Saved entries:
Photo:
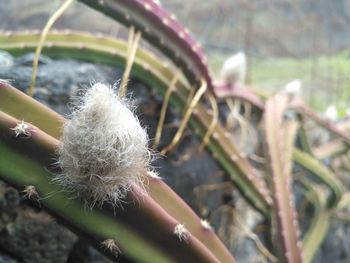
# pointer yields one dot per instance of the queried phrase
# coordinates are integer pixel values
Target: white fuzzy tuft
(103, 150)
(331, 113)
(234, 69)
(293, 88)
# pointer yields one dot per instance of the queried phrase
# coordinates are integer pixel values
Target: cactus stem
(212, 124)
(181, 232)
(22, 128)
(165, 104)
(186, 118)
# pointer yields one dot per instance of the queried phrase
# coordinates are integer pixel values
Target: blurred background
(283, 39)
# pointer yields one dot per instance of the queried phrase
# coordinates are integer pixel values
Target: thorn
(206, 224)
(154, 175)
(110, 245)
(234, 158)
(165, 21)
(22, 128)
(30, 192)
(181, 232)
(148, 7)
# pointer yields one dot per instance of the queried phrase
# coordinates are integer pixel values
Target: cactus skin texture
(158, 192)
(162, 30)
(279, 153)
(140, 213)
(147, 67)
(320, 221)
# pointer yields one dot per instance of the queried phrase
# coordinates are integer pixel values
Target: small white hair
(234, 69)
(103, 151)
(293, 88)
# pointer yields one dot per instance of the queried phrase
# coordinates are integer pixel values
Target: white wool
(331, 113)
(234, 69)
(293, 88)
(103, 150)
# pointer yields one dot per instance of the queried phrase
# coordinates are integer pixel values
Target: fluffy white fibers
(103, 150)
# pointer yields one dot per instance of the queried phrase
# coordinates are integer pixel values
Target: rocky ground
(30, 235)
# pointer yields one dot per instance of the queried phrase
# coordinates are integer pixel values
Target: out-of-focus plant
(182, 236)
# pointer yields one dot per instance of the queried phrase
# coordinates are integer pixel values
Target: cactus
(159, 192)
(279, 151)
(26, 125)
(162, 30)
(320, 221)
(112, 52)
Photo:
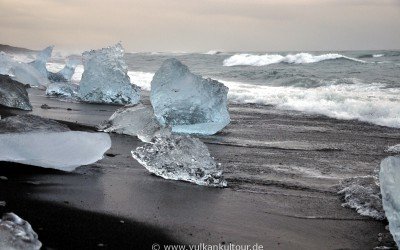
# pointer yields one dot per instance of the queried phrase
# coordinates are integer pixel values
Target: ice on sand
(179, 157)
(40, 142)
(187, 102)
(13, 94)
(17, 234)
(389, 178)
(105, 78)
(135, 120)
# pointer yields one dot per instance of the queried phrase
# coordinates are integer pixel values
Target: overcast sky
(202, 25)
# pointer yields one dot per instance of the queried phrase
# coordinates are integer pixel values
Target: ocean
(361, 85)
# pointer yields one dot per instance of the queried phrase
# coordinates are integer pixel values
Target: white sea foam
(267, 59)
(365, 102)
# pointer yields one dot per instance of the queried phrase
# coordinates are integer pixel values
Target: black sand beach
(116, 204)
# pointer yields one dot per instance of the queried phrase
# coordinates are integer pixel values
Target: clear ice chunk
(21, 72)
(105, 78)
(136, 120)
(187, 102)
(180, 157)
(13, 94)
(44, 143)
(17, 234)
(60, 89)
(66, 73)
(389, 178)
(41, 59)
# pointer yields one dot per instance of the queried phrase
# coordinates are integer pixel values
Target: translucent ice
(22, 72)
(13, 94)
(138, 120)
(17, 234)
(362, 193)
(41, 59)
(179, 157)
(105, 79)
(187, 102)
(66, 90)
(40, 142)
(66, 73)
(389, 178)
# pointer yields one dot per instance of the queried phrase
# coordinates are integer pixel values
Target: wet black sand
(83, 209)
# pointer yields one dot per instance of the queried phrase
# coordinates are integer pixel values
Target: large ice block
(138, 121)
(66, 73)
(13, 94)
(44, 143)
(389, 178)
(22, 72)
(17, 234)
(187, 102)
(180, 157)
(105, 79)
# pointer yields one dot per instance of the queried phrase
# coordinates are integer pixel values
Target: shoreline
(273, 213)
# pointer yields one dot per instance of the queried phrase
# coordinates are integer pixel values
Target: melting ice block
(389, 178)
(187, 102)
(41, 142)
(105, 79)
(66, 90)
(66, 73)
(17, 234)
(179, 157)
(21, 72)
(13, 94)
(138, 121)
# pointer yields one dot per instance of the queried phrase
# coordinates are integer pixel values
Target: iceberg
(44, 143)
(389, 177)
(136, 120)
(41, 59)
(21, 72)
(59, 89)
(105, 78)
(187, 102)
(13, 94)
(180, 157)
(17, 234)
(66, 73)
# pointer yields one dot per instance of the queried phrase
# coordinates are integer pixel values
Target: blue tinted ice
(187, 102)
(105, 79)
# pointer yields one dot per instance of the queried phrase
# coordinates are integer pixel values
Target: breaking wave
(373, 103)
(267, 59)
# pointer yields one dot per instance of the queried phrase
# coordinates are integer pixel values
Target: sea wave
(373, 103)
(267, 59)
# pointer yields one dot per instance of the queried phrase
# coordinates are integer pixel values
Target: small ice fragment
(389, 177)
(393, 149)
(65, 90)
(105, 79)
(187, 102)
(179, 157)
(135, 120)
(13, 94)
(17, 234)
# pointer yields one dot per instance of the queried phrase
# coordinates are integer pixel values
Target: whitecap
(267, 59)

▶ WHAT THE TASK ASKS: Quote all the records verbatim, dropping any pictures from your copy.

▶ EXERCISE RESULT:
Photo:
# pointer yields one dot per instance of the queried phrase
# coordinates are integer pixel values
Target: white fuzzy tuft
(103, 150)
(331, 113)
(234, 69)
(293, 88)
# pointer yields one dot per instance of the queried phrase
# coordinates are integer pixel values
Target: cactus stem
(212, 124)
(181, 232)
(22, 128)
(165, 104)
(186, 118)
# pointer yields one dot per instance of the queried phrase
# coordinates are integer pixel values
Target: blurred background
(283, 39)
# pointer yields one dot per instance of the queried phrase
# coordinates are integer pixel values
Target: thorn
(206, 224)
(154, 175)
(110, 245)
(234, 158)
(165, 21)
(22, 128)
(30, 192)
(181, 232)
(148, 7)
# pointer yields one dot per instance of the queried phrase
# coordinates are integer pixel values
Target: cactus skin texture
(158, 192)
(162, 30)
(279, 153)
(140, 213)
(147, 67)
(320, 221)
# pointer yields one dot per instance of the queried phrase
# coordinates are integer pixel values
Target: small white hair
(234, 69)
(103, 151)
(293, 88)
# pointer yields one dot per instance of the queried phrase
# coordinates are integer pixel values
Target: white wool
(331, 113)
(234, 69)
(293, 88)
(103, 150)
# pointer yields one dot per instance of the queried phrase
# coordinates are integer pixel values
Target: fluffy white fibers
(103, 150)
# pointer yields one dot per instance of the queried phrase
# coordinates are integer pixel values
Target: rocky ground
(30, 235)
# pointer yields one dot per instance of the queried phrase
# coordinates are integer pixel values
Target: out-of-focus plant
(182, 236)
# pointer yields one dot per instance of the queried phrase
# coordinates are integer pixel values
Target: cactus
(159, 192)
(279, 151)
(26, 125)
(162, 30)
(320, 221)
(112, 52)
Photo:
# pointer yields one dot per instance of the queried phrase
# coordinates are integer pixel values
Target: ice on sand
(179, 157)
(40, 142)
(187, 102)
(13, 94)
(17, 234)
(389, 178)
(105, 78)
(135, 120)
# pointer yields one dot per instance of the queried phrase
# coordinates are integer pixel values
Target: overcast sky
(202, 25)
# pointer yields one dot per instance of the queried phrase
# coordinates are integer pixel values
Target: ocean
(361, 85)
# pointer yields one dot per instance of the queried phrase
# coordinates are integer pixel values
Target: white sea foam
(267, 59)
(365, 102)
# pointer yields one dot per instance of the queried phrase
# coordinates are integer pixel values
Target: black sand beach
(116, 204)
# pointer yields one dot per instance of the queried phrase
# coordinates are integer pixel values
Target: clear ice chunk
(21, 72)
(105, 78)
(136, 120)
(187, 102)
(180, 157)
(13, 94)
(44, 143)
(17, 234)
(60, 89)
(66, 73)
(389, 178)
(41, 59)
# pointer yields one dot per instance of the queried phrase
# coordinates are integer pixel values
Target: translucent ice
(22, 72)
(13, 94)
(138, 120)
(17, 234)
(362, 193)
(41, 59)
(179, 157)
(105, 79)
(187, 102)
(66, 90)
(40, 142)
(66, 73)
(389, 178)
# pointer yields one dot per instance of the queried phrase
# coordinates are integer pixel values
Target: wet black sand
(83, 209)
# pointer yields one dot per instance of the queried phrase
# coordinates are integer pixel values
Target: large ice block
(138, 121)
(66, 73)
(13, 94)
(44, 143)
(389, 178)
(22, 72)
(17, 234)
(187, 102)
(180, 157)
(105, 79)
# pointer yields one dot per instance of the queried phrase
# coordinates are integer pixel values
Target: shoreline
(273, 213)
# pointer yields one dot per instance of the queried phrase
# coordinates are integer pixel values
Target: melting ice block
(389, 178)
(187, 102)
(41, 142)
(105, 79)
(66, 90)
(66, 73)
(17, 234)
(179, 157)
(21, 72)
(13, 94)
(138, 121)
# pointer yields one dot per instance of the queried phrase
# coordinates are integer pixel values
Target: iceberg
(44, 143)
(389, 177)
(136, 120)
(41, 59)
(21, 72)
(59, 89)
(105, 78)
(187, 102)
(13, 94)
(180, 157)
(17, 234)
(66, 73)
# pointer yields one dot per instance of the queried phrase
# coordinates are integer pixel values
Target: blue tinted ice
(187, 102)
(105, 79)
# pointer yields one dot per instance of the queried phrase
# coordinates are integer pixel values
Target: breaking wave
(373, 103)
(267, 59)
# pointer yields one dot per instance of the queried phrase
# coordinates are integer pixel values
Target: sea wave
(373, 103)
(267, 59)
# pointer yields one dot per instance of the queried phrase
# coordinates are integer pixel values
Target: small ice fragment
(389, 177)
(393, 149)
(65, 90)
(105, 79)
(187, 102)
(179, 157)
(135, 120)
(13, 94)
(17, 234)
# pointer yields one dot per instance of the queried phrase
# coordinates are integer pixel values
Target: whitecap
(267, 59)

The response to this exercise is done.